** start Data supplied **

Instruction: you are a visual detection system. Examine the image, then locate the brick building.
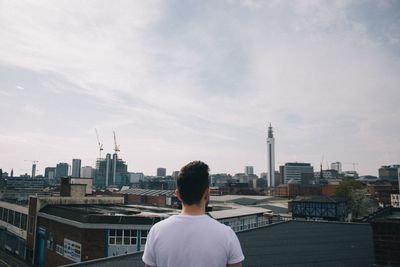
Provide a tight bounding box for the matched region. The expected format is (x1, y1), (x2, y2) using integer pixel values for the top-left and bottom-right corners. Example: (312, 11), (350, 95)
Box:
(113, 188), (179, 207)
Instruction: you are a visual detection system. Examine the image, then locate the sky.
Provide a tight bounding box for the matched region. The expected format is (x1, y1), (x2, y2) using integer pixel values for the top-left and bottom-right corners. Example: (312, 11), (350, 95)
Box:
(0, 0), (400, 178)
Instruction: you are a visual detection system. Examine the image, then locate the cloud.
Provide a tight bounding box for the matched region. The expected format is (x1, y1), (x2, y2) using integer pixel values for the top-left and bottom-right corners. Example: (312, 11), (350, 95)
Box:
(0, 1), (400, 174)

** end Data supplied **
** start Data supplied **

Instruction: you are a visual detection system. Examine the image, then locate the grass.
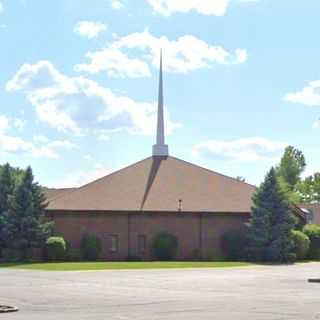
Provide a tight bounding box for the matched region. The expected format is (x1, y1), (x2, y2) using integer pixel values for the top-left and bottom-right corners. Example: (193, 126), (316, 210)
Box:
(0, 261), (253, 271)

** end Data supplied **
** start Data supplied **

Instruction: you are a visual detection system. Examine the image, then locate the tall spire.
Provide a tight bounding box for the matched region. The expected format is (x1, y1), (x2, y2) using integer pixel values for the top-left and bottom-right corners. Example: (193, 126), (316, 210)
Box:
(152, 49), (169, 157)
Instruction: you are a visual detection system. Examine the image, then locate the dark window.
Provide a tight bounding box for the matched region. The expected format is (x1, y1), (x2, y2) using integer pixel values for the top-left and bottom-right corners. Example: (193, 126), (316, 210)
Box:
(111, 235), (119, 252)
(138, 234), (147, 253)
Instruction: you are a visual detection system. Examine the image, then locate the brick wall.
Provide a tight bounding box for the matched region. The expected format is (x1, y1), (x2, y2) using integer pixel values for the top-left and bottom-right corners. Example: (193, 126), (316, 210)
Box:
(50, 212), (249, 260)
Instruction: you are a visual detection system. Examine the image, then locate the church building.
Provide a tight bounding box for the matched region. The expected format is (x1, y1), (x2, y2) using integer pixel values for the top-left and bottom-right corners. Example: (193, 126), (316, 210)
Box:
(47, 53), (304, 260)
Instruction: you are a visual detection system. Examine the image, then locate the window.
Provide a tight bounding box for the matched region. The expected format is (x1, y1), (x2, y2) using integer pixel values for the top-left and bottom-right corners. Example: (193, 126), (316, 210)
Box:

** end Data supplied **

Collect every line of the entries above that contains the word "building" and copy each one out.

Instruction: you are a visual detection system. Examine the image, then locate the brick building.
Instruction: you are a visual detection system. Examine the image, then locate the church building.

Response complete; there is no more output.